Goal of the exercise: Collect from the data below each line with "walking".

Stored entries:

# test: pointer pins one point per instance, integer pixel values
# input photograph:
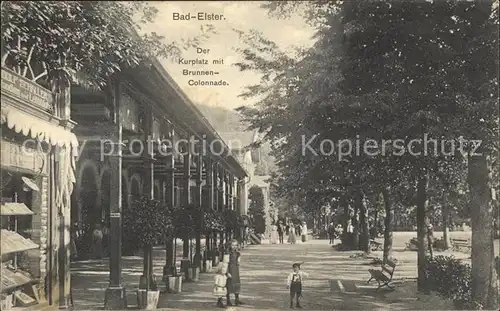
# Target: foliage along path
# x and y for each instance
(263, 272)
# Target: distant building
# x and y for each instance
(240, 143)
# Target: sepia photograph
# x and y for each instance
(250, 155)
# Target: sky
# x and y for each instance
(242, 15)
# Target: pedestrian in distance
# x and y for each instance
(233, 278)
(220, 281)
(303, 232)
(292, 239)
(294, 283)
(280, 232)
(331, 232)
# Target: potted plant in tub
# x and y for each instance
(149, 221)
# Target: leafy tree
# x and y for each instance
(363, 79)
(59, 43)
(256, 209)
(150, 224)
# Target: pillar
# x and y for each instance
(169, 268)
(215, 204)
(149, 183)
(222, 203)
(199, 179)
(115, 296)
(210, 196)
(186, 196)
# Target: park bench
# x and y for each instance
(384, 275)
(375, 246)
(459, 244)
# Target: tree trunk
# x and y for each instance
(344, 203)
(388, 222)
(364, 242)
(185, 246)
(446, 225)
(421, 227)
(355, 224)
(484, 286)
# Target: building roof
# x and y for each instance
(238, 140)
(261, 181)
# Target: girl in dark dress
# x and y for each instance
(233, 274)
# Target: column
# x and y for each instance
(148, 173)
(169, 268)
(199, 179)
(115, 296)
(64, 217)
(210, 196)
(186, 196)
(215, 204)
(230, 206)
(222, 203)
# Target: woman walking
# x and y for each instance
(280, 232)
(303, 232)
(274, 234)
(292, 239)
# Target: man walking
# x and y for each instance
(331, 232)
(233, 275)
(280, 232)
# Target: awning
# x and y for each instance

Response for this exercise:
# Target: woman walking
# Target: man walking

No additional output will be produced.